What you will do
Write each line of the data below as a string in one JSON list, skipping blank lines and leaving out the pictures.

Provided information
╔══
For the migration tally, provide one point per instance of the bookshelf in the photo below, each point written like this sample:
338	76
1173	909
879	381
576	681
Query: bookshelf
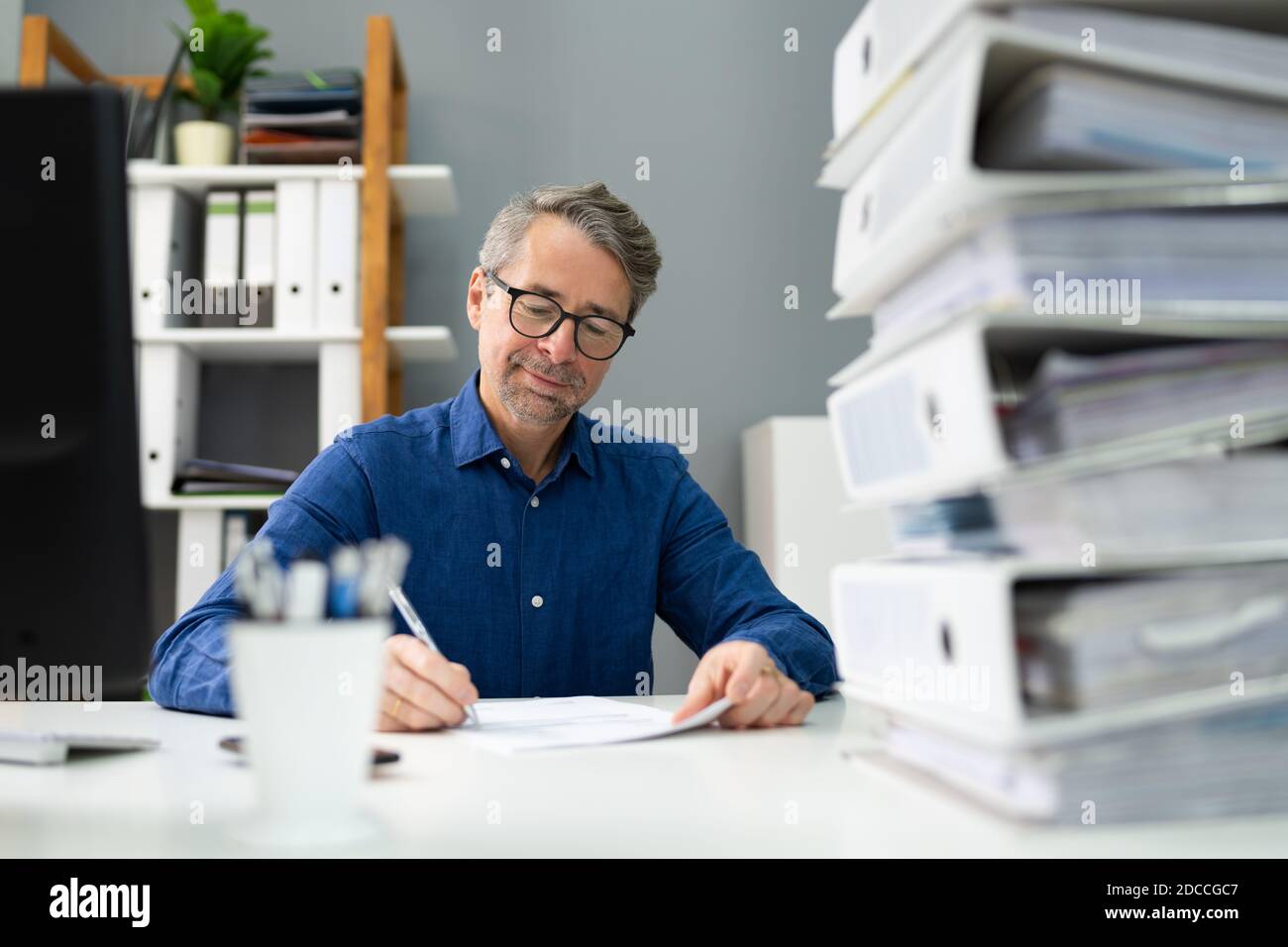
360	368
╚══
Output of the exercise
[
  "For the migration tally, provide one point per instance of the bookshelf in the photo below, each point written like this sample:",
  "338\t76",
  "1173\t909",
  "879\t381",
  "576\t681",
  "Query: bookshelf",
  "360\t368"
]